• Instructions for the task
From the passage on contributory negligence, answer these:
1. What deduction did the Judge accept at the Claimant's suggestion?
2. Which paragraph of the Defence pleads the failure to wear a cycle helmet?
3. Which case is cited as one where courts came close to finding that failing to wear a helmet is contributory negligence?

• Page text
=== Begin Enclosure ===

Contributory Negligence

It was accepted on the Claimant's behalf that she should bear some responsibility for her injuries on the basis that 'she should not have been riding her bicycle in a central position in the road'.  Mrs Sinclair's injuries did not leave her able to recall or explain her riding leading up to the accident.  The matter was dealt with briefly and by concession (with the Judge accepting the Claimant's suggested 25% deduction).  It should not, in my view, be taken as any indication that cyclists should not ride in a central position on the road.  Indeed on the contrary they often should, though perhaps not at the point where a wide vehicle is actually passing on a country lane.

Of wider application was the further example of the Court refusing to make any finding of contributory negligence in relation to a cyclist not wearing a safety helmet.  the Judge said this:

  1. The Defendant also pleads, at paragraph 11 (d) of the Defence, that the Claimant was negligent in failing to wear a cycle helmet. This was not explored in the evidence and Mr Freeman made no submissions upon it in his closing arguments. As Mr Martin observed, no court has yet decided that failing to wear a helmet actually amounts to contributory negligence, although they have come close (see Smith v Finch [2009] EWHC 53 (QB)). In the present case the Claimant was an adult enjoying a bicycle ride in the countryside on a sunny day. There was no medical evidence adduced to show that failing to wear a helmet made the Claimant's injuries worse, and the subject was not addressed in submissions. I therefore reject that allegation of contributory negligence in this case.

=== End Enclosure ===

• Listed records
=== Begin Enclosure ===

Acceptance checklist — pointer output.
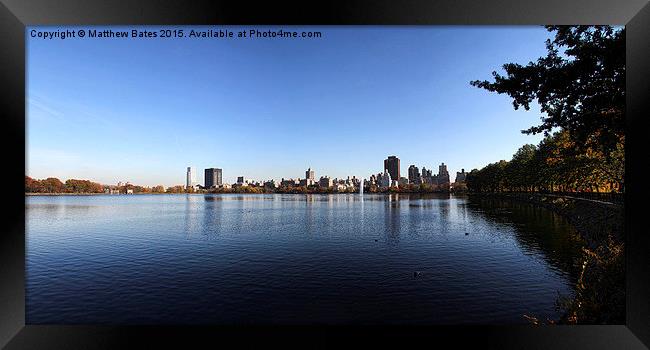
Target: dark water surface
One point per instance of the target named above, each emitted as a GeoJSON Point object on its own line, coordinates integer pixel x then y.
{"type": "Point", "coordinates": [293, 259]}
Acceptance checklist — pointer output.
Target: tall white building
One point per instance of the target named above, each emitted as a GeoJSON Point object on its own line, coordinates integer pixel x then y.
{"type": "Point", "coordinates": [190, 178]}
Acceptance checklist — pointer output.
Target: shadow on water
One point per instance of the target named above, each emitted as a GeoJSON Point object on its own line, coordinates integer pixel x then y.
{"type": "Point", "coordinates": [536, 229]}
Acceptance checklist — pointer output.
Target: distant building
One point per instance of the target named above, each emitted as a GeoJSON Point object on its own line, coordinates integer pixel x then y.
{"type": "Point", "coordinates": [325, 181]}
{"type": "Point", "coordinates": [309, 174]}
{"type": "Point", "coordinates": [443, 175]}
{"type": "Point", "coordinates": [461, 176]}
{"type": "Point", "coordinates": [414, 175]}
{"type": "Point", "coordinates": [392, 165]}
{"type": "Point", "coordinates": [427, 177]}
{"type": "Point", "coordinates": [190, 178]}
{"type": "Point", "coordinates": [213, 177]}
{"type": "Point", "coordinates": [306, 182]}
{"type": "Point", "coordinates": [289, 182]}
{"type": "Point", "coordinates": [384, 179]}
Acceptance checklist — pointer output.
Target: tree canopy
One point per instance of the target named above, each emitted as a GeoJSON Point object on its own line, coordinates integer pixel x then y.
{"type": "Point", "coordinates": [579, 85]}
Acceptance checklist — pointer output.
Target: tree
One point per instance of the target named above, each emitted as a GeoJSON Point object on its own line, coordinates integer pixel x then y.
{"type": "Point", "coordinates": [580, 89]}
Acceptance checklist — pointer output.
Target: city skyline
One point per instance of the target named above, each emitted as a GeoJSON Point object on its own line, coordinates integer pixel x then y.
{"type": "Point", "coordinates": [335, 104]}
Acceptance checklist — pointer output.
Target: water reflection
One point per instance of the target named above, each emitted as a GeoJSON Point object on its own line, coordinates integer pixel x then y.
{"type": "Point", "coordinates": [536, 229]}
{"type": "Point", "coordinates": [300, 257]}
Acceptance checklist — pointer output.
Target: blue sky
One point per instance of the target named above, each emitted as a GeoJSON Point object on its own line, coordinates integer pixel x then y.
{"type": "Point", "coordinates": [142, 110]}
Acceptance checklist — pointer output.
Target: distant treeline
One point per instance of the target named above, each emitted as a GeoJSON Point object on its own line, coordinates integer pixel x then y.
{"type": "Point", "coordinates": [555, 165]}
{"type": "Point", "coordinates": [54, 185]}
{"type": "Point", "coordinates": [580, 88]}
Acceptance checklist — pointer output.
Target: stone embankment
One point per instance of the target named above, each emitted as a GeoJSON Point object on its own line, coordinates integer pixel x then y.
{"type": "Point", "coordinates": [594, 220]}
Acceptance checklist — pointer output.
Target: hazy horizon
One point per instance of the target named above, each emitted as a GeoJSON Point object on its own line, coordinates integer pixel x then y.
{"type": "Point", "coordinates": [143, 110]}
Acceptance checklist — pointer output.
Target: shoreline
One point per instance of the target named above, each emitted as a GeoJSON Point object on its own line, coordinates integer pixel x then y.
{"type": "Point", "coordinates": [595, 221]}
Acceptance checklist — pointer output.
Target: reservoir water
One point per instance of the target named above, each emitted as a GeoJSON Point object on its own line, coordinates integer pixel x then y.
{"type": "Point", "coordinates": [294, 259]}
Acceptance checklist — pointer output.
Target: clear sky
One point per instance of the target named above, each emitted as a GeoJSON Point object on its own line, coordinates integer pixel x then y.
{"type": "Point", "coordinates": [142, 110]}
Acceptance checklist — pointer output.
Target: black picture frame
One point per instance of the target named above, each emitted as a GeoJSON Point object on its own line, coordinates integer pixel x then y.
{"type": "Point", "coordinates": [15, 15]}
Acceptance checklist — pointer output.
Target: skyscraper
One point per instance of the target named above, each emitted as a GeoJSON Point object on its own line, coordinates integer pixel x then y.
{"type": "Point", "coordinates": [190, 178]}
{"type": "Point", "coordinates": [309, 174]}
{"type": "Point", "coordinates": [443, 174]}
{"type": "Point", "coordinates": [392, 165]}
{"type": "Point", "coordinates": [213, 177]}
{"type": "Point", "coordinates": [414, 174]}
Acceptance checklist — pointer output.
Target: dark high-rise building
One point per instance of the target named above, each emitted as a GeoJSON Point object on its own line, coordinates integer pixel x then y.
{"type": "Point", "coordinates": [461, 176]}
{"type": "Point", "coordinates": [213, 177]}
{"type": "Point", "coordinates": [392, 165]}
{"type": "Point", "coordinates": [443, 174]}
{"type": "Point", "coordinates": [309, 174]}
{"type": "Point", "coordinates": [414, 174]}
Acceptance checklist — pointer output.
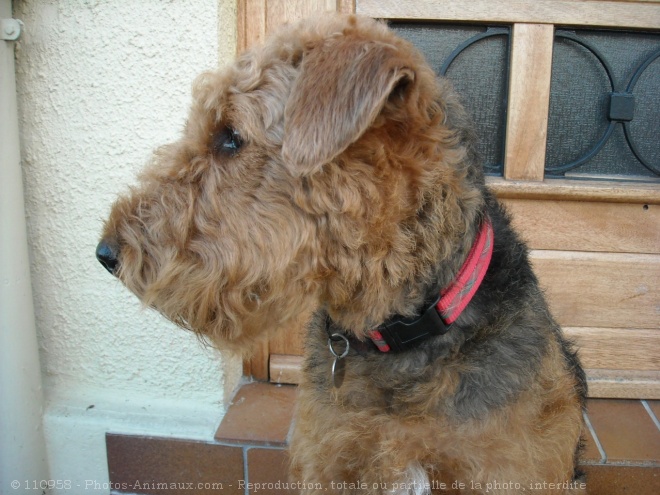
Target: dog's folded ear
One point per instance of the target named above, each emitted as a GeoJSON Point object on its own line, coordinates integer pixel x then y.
{"type": "Point", "coordinates": [343, 85]}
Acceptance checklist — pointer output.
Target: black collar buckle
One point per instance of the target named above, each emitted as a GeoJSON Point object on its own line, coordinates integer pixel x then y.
{"type": "Point", "coordinates": [404, 333]}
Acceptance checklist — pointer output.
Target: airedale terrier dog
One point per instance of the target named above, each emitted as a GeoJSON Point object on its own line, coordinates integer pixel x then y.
{"type": "Point", "coordinates": [330, 172]}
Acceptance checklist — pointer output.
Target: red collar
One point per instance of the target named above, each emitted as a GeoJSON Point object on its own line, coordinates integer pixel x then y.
{"type": "Point", "coordinates": [402, 333]}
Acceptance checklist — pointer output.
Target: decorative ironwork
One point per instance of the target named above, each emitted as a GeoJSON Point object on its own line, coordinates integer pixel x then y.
{"type": "Point", "coordinates": [489, 33]}
{"type": "Point", "coordinates": [621, 107]}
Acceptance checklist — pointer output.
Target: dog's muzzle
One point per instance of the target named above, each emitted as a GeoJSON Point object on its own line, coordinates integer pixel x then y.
{"type": "Point", "coordinates": [107, 252]}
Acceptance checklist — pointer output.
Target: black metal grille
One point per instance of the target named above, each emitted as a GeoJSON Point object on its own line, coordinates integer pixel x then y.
{"type": "Point", "coordinates": [604, 119]}
{"type": "Point", "coordinates": [476, 61]}
{"type": "Point", "coordinates": [604, 105]}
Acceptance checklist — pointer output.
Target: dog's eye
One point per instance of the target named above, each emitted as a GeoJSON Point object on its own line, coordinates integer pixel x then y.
{"type": "Point", "coordinates": [227, 141]}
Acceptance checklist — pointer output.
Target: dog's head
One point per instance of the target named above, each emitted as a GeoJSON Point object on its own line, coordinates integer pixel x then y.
{"type": "Point", "coordinates": [327, 168]}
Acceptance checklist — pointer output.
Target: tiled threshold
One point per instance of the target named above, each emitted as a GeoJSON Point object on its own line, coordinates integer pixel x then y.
{"type": "Point", "coordinates": [248, 456]}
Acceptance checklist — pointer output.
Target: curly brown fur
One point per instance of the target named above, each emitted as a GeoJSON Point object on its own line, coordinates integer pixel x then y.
{"type": "Point", "coordinates": [330, 171]}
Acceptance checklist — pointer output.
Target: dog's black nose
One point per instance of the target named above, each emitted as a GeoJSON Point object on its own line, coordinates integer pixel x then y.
{"type": "Point", "coordinates": [107, 252]}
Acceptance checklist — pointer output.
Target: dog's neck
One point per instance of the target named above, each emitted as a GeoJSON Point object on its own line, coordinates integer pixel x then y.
{"type": "Point", "coordinates": [400, 333]}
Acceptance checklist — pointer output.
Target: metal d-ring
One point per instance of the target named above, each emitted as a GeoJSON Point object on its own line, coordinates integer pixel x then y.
{"type": "Point", "coordinates": [337, 372]}
{"type": "Point", "coordinates": [335, 338]}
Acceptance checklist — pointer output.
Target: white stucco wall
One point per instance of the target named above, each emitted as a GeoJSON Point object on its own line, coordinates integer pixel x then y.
{"type": "Point", "coordinates": [100, 85]}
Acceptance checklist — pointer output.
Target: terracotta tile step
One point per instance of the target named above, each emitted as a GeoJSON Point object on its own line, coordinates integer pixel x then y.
{"type": "Point", "coordinates": [622, 452]}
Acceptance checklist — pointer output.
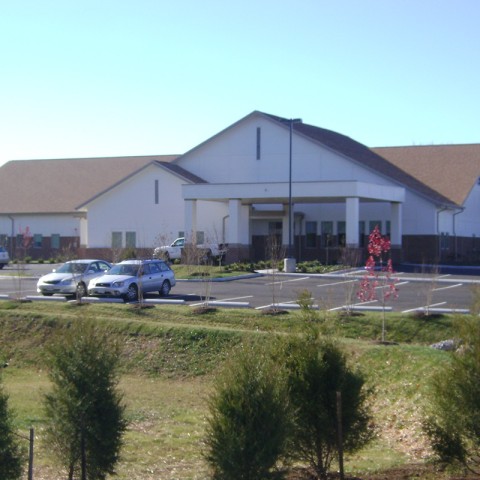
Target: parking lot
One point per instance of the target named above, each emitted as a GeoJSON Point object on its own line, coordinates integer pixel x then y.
{"type": "Point", "coordinates": [447, 292]}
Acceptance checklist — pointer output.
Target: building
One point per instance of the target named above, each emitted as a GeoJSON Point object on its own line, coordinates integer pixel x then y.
{"type": "Point", "coordinates": [237, 188]}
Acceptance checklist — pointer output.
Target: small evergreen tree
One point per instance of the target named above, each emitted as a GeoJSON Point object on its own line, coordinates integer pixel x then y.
{"type": "Point", "coordinates": [84, 409]}
{"type": "Point", "coordinates": [453, 421]}
{"type": "Point", "coordinates": [317, 369]}
{"type": "Point", "coordinates": [11, 454]}
{"type": "Point", "coordinates": [249, 419]}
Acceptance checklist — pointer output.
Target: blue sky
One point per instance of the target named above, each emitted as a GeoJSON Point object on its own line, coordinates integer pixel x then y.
{"type": "Point", "coordinates": [145, 77]}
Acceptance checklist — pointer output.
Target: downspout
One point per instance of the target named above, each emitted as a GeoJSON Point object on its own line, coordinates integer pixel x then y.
{"type": "Point", "coordinates": [439, 246]}
{"type": "Point", "coordinates": [462, 209]}
{"type": "Point", "coordinates": [11, 236]}
{"type": "Point", "coordinates": [224, 220]}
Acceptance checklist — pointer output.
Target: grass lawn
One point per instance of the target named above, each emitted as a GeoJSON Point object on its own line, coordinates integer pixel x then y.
{"type": "Point", "coordinates": [170, 355]}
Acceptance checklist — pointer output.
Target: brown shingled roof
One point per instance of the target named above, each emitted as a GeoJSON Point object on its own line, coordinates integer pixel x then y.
{"type": "Point", "coordinates": [367, 157]}
{"type": "Point", "coordinates": [451, 170]}
{"type": "Point", "coordinates": [59, 186]}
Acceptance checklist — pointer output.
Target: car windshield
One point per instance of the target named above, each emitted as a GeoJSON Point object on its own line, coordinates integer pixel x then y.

=== End Enclosure ===

• Problem solution
1. 25%
2. Paragraph 11 (d)
3. Smith v Finch [2009] EWHC 53 (QB)